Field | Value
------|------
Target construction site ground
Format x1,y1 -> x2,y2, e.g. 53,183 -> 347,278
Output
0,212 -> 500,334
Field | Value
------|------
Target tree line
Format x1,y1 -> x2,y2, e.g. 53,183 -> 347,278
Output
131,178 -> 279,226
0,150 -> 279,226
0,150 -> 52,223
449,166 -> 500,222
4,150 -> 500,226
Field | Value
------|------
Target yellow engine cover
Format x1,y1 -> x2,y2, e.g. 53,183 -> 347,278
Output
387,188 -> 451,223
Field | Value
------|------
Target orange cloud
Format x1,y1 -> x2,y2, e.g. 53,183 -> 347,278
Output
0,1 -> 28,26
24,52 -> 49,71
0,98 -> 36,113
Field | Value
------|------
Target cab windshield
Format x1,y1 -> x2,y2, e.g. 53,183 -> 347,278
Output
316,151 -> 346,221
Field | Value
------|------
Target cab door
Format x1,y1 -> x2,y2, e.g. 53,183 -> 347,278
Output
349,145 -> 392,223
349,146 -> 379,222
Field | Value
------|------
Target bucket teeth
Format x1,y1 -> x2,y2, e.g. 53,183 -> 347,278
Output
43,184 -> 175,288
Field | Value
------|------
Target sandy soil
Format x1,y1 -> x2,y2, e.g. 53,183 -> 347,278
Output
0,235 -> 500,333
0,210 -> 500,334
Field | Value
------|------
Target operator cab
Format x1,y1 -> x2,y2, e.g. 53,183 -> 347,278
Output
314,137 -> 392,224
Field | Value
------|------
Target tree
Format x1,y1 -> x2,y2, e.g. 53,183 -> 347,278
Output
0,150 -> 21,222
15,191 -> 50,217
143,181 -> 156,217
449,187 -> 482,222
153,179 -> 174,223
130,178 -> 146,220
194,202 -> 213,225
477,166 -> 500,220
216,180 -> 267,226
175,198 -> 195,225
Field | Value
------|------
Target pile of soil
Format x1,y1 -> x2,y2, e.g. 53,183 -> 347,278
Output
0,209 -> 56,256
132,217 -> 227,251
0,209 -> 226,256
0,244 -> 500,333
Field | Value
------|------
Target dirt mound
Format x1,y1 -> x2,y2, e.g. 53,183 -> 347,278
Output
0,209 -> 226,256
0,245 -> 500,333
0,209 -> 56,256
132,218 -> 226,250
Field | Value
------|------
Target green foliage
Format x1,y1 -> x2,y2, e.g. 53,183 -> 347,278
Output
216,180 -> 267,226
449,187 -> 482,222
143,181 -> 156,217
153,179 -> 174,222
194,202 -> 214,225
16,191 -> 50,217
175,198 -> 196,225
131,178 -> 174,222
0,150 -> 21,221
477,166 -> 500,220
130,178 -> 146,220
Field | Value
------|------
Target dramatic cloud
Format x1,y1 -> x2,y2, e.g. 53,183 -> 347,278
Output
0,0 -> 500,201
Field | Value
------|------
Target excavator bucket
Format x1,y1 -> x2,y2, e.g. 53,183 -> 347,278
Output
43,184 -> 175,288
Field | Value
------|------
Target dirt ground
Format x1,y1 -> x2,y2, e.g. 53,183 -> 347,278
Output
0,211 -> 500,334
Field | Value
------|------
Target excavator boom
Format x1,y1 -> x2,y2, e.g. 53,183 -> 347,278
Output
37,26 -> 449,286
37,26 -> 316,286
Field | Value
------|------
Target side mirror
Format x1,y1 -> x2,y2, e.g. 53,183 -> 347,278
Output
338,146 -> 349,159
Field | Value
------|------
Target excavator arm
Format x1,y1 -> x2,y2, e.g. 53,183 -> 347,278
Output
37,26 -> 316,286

Given instruction: Please print the entire listing above again, line for line, without changing anything.

Final answer:
Field | Value
------|------
Target construction site ground
Format x1,y1 -> x2,y2, e.g. 53,183 -> 347,278
Output
0,212 -> 500,334
Field | Value
------|------
Target tree line
Format x1,y1 -> x2,y2, e.g. 53,183 -> 347,278
Output
131,178 -> 279,226
0,150 -> 279,226
0,150 -> 52,223
449,166 -> 500,222
4,150 -> 500,226
Field | Value
------|------
Target yellow engine cover
Format x1,y1 -> x2,y2, e.g. 53,183 -> 347,278
Output
387,188 -> 451,223
Field | Value
------|------
Target orange cloud
Format x1,y1 -> x2,y2, e.g. 53,183 -> 347,278
Output
0,1 -> 28,26
24,52 -> 49,71
0,98 -> 36,113
Field | Value
------|------
Target cab windshield
Format x1,y1 -> x2,y2, e.g. 53,183 -> 347,278
Output
316,151 -> 346,221
Field | Value
------|------
Target cab door
Format x1,y1 -> x2,y2, e.g. 53,183 -> 347,278
Output
349,145 -> 392,223
349,146 -> 379,222
Field | Value
------|------
Target bucket teeth
Format x1,y1 -> x2,y2, e.g. 53,183 -> 347,278
Output
43,184 -> 175,288
Field | Value
------|------
Target sandy soil
Format x1,y1 -> x2,y2, e.g. 53,183 -> 347,278
Output
0,235 -> 500,333
0,210 -> 500,334
Field | Value
------|------
Target operator cab
Format x1,y1 -> x2,y2, e.g. 53,183 -> 347,278
Output
314,137 -> 392,224
Field | Value
------|------
Target tree
Format x1,y1 -> x2,y2, e.g. 53,183 -> 347,278
Output
0,150 -> 21,222
15,191 -> 50,217
143,181 -> 156,217
449,187 -> 482,222
153,179 -> 174,223
130,178 -> 146,220
194,202 -> 213,225
477,166 -> 500,220
216,180 -> 267,226
175,198 -> 195,225
Field | Value
------|------
Target pile of soil
Format x1,y1 -> x2,y2, e.g. 53,183 -> 347,278
Output
0,209 -> 56,256
132,217 -> 227,251
0,209 -> 226,256
0,244 -> 500,333
Field | Value
------|------
Target dirt mound
Format x1,y1 -> x2,y2, e.g. 53,183 -> 347,278
Output
0,209 -> 226,256
0,245 -> 500,333
0,209 -> 56,256
132,218 -> 226,250
Field | Value
------|------
Target green foliage
Format x1,y1 -> x2,y2, e.g. 53,183 -> 347,278
Output
216,180 -> 267,226
449,187 -> 482,222
143,181 -> 156,217
153,179 -> 174,222
194,202 -> 214,225
16,191 -> 50,217
175,198 -> 196,225
131,178 -> 174,222
0,150 -> 21,221
477,166 -> 500,220
130,178 -> 146,220
Field | Value
------|------
Target dramatic cloud
Format x1,y1 -> x2,y2, e.g. 53,183 -> 347,278
Output
0,0 -> 500,201
Field | Value
------|------
Target excavator bucket
Format x1,y1 -> x2,y2, e.g. 53,183 -> 347,278
Output
43,184 -> 175,288
Field | Value
------|------
Target dirt ground
Format x1,y1 -> x2,y2, e.g. 53,183 -> 347,278
Output
0,211 -> 500,334
Field | Value
------|------
Target excavator boom
Format x1,y1 -> x2,y2, e.g. 53,183 -> 347,278
Output
37,26 -> 449,286
37,26 -> 316,286
Field | Value
------|------
Target side mirror
Format x1,y1 -> x2,y2, e.g. 53,183 -> 347,278
Output
338,146 -> 349,159
Field | Value
------|------
Target excavator arm
Format x1,y1 -> x2,y2, e.g. 53,183 -> 347,278
Output
37,26 -> 316,286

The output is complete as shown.